**OBJECTIVE**
Which of the rows below contain the word "hand"? Filter them out and copy each matching row in full, treating uppercase and lowercase as different.

**TASK MATERIAL**
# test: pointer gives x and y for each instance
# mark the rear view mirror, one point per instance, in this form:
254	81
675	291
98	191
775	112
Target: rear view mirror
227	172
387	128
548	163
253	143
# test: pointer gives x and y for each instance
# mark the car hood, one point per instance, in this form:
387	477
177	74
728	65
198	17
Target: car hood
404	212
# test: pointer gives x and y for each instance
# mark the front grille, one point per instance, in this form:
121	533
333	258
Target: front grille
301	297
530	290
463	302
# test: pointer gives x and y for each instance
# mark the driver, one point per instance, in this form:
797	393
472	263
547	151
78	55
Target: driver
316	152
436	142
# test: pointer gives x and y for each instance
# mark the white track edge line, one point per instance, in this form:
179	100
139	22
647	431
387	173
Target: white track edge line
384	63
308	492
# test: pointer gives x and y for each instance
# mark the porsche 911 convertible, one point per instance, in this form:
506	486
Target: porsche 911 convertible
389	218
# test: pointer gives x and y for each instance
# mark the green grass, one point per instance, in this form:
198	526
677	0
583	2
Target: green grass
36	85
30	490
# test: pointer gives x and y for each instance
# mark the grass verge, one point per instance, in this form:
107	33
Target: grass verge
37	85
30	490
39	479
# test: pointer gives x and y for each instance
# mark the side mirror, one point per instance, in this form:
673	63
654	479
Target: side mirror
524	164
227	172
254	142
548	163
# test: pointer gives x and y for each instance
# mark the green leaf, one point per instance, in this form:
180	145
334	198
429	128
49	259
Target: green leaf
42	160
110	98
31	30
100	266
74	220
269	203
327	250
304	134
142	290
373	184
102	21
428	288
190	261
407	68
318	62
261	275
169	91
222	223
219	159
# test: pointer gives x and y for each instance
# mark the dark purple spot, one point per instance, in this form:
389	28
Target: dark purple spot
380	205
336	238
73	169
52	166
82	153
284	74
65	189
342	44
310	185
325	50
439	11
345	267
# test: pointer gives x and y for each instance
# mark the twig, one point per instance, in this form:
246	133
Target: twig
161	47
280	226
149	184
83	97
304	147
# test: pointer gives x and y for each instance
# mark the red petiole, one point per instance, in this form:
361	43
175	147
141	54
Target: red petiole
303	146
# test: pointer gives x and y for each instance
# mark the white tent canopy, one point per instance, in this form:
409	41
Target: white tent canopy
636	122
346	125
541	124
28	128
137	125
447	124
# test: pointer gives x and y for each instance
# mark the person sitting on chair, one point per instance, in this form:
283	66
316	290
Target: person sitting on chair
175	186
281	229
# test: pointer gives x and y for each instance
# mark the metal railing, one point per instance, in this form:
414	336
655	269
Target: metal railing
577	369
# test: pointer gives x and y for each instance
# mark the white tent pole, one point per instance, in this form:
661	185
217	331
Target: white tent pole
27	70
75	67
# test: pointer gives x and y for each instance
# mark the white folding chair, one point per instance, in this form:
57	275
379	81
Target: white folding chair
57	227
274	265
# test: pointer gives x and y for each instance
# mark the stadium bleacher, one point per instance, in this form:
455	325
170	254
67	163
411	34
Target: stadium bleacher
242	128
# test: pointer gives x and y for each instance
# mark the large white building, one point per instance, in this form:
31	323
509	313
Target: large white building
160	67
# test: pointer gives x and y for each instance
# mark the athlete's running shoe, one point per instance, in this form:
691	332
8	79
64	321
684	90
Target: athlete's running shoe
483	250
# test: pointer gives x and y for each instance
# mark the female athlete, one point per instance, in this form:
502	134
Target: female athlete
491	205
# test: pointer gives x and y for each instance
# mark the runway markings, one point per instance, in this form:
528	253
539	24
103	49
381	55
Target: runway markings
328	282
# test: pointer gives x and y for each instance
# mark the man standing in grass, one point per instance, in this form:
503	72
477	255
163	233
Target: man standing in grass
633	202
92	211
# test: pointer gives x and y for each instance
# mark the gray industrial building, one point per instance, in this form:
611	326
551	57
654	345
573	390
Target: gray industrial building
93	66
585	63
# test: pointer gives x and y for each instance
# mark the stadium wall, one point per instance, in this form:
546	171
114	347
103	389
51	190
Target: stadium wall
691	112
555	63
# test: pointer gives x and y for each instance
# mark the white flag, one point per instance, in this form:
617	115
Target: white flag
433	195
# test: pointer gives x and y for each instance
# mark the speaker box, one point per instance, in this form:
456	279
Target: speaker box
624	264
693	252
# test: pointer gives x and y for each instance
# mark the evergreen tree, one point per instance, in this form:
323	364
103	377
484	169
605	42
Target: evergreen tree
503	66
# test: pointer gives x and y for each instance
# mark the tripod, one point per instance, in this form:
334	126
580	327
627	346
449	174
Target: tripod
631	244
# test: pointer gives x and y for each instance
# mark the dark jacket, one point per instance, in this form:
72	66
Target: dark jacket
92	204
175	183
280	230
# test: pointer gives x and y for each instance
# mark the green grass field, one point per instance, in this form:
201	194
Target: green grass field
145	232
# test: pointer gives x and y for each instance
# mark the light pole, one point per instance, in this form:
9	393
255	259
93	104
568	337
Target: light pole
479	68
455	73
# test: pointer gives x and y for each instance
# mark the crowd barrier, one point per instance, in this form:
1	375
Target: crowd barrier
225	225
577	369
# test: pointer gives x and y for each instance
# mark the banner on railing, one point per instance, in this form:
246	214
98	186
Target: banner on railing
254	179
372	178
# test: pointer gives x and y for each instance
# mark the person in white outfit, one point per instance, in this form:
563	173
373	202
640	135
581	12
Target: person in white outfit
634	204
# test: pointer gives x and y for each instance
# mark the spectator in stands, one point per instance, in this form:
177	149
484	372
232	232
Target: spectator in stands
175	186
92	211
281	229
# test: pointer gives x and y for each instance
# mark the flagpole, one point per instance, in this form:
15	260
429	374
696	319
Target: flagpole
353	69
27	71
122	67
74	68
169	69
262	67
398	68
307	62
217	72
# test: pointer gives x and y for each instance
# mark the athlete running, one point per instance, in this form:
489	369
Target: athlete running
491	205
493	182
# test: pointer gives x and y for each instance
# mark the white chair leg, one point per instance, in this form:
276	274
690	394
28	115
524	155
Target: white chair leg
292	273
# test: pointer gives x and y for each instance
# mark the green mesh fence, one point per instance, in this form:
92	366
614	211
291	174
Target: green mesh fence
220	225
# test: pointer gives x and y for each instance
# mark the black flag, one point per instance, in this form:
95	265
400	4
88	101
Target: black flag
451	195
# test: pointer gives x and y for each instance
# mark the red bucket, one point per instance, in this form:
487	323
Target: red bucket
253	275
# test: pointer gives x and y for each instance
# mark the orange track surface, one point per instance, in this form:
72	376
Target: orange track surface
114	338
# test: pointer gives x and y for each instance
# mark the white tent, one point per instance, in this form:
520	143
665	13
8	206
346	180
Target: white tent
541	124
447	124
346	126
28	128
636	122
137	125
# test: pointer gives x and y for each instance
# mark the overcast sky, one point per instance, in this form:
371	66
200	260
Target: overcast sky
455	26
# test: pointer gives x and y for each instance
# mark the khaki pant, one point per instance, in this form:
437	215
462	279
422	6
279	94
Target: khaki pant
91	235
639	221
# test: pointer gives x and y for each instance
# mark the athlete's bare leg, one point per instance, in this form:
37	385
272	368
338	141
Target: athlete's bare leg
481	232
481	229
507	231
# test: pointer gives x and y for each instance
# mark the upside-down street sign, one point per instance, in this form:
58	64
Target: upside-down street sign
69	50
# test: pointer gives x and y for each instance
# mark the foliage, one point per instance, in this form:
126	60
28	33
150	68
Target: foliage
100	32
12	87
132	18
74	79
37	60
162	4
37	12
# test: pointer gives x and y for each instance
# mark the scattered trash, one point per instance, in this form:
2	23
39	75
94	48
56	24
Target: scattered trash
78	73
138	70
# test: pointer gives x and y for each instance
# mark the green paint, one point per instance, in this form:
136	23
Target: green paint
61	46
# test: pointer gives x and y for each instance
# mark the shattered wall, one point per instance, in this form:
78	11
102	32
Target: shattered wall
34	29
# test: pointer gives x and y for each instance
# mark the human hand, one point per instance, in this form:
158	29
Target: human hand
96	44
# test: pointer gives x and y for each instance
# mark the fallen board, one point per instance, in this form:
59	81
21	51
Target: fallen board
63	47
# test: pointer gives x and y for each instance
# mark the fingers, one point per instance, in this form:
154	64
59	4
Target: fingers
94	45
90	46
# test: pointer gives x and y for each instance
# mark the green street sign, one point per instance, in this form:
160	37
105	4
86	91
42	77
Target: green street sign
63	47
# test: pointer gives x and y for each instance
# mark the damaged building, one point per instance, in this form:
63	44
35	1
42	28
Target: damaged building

**SOLUTION TO THIS EXERCISE**
# mark the human hand, one point per instance, in this form:
Target: human hand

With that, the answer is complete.